### WHAT THE EXERCISE ASKS
Can you copy the entries below word for word, from the line containing "Task: identify the man's ear" through the line containing "<point>579,105</point>", including both of those lines and nothing outside them?
[RECORD LIST start]
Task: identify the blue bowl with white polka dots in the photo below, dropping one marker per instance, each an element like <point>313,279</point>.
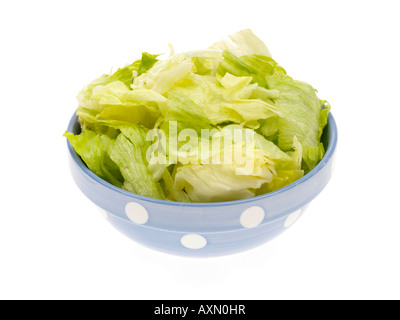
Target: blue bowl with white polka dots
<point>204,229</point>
[RECORD LIST end]
[RECORD LIST start]
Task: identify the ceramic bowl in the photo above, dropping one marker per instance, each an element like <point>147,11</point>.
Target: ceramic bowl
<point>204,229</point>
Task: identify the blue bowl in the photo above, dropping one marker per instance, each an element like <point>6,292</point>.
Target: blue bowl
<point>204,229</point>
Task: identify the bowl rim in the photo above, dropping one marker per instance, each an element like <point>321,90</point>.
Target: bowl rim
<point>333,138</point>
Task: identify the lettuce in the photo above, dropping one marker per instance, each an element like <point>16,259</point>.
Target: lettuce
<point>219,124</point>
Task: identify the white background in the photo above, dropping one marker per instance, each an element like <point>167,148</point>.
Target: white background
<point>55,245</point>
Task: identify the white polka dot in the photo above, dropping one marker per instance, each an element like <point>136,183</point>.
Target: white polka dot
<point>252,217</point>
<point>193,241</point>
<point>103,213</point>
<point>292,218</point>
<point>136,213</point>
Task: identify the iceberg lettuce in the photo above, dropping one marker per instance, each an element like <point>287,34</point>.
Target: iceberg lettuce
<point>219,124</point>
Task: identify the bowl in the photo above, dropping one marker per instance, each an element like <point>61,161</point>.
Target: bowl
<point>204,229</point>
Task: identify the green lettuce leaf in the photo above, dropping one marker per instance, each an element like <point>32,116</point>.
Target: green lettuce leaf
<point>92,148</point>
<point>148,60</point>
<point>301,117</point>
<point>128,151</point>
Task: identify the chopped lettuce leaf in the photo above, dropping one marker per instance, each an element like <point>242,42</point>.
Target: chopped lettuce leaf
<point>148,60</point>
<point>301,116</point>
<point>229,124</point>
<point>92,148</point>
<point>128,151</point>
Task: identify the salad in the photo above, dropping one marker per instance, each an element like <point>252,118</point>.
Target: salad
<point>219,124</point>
[RECORD LIST end]
[RECORD LIST start]
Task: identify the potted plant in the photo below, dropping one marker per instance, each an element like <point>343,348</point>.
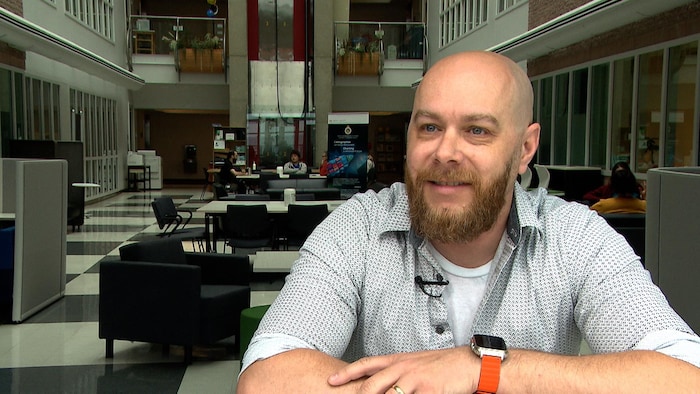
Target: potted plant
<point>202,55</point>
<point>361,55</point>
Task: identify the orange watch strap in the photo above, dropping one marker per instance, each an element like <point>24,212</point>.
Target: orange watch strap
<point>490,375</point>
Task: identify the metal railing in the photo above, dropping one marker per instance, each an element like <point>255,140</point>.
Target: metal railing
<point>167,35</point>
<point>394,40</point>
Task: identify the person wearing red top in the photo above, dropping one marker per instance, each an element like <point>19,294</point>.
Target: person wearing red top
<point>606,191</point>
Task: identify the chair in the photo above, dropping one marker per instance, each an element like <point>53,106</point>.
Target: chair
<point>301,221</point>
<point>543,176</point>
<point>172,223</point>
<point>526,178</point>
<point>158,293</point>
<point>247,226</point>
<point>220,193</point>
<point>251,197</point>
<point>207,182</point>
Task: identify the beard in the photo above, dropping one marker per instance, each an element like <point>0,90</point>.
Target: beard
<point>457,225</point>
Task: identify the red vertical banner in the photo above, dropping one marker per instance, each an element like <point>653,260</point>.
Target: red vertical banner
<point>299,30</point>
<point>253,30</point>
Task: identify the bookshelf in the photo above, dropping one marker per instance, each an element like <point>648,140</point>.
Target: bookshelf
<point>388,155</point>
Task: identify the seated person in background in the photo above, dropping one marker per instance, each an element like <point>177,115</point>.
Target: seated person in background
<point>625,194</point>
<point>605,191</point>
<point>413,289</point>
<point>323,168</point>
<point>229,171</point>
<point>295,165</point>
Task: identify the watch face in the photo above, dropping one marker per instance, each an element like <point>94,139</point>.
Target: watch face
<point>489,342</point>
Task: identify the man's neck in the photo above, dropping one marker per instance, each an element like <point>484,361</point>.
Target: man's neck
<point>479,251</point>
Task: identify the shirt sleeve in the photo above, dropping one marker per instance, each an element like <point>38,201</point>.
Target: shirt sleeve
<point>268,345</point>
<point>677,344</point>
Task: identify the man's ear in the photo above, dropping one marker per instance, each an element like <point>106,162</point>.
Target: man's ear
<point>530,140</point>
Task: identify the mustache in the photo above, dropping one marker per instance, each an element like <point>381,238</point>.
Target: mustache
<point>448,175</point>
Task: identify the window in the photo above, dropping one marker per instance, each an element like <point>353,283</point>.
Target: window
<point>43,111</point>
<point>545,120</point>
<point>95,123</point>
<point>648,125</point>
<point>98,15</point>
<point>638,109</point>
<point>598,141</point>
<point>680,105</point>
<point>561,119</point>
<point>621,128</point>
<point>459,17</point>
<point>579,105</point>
[RECORD LIST end]
### ANSWER TO THE PROBLEM
Task: identify the man's ear in the photo above, dropping one marker per instance, each an element like <point>106,162</point>.
Target: man's ear
<point>530,140</point>
Task: identify the mustache in the photo above, dropping one marker per instance, each an element like <point>381,238</point>.
Target: mustache
<point>448,175</point>
Task: identify the window in the photo above, dropping one marker per instance, each an element like <point>353,283</point>.
Target: window
<point>43,111</point>
<point>545,120</point>
<point>95,123</point>
<point>648,125</point>
<point>98,15</point>
<point>638,109</point>
<point>598,141</point>
<point>680,105</point>
<point>561,119</point>
<point>621,128</point>
<point>459,17</point>
<point>579,105</point>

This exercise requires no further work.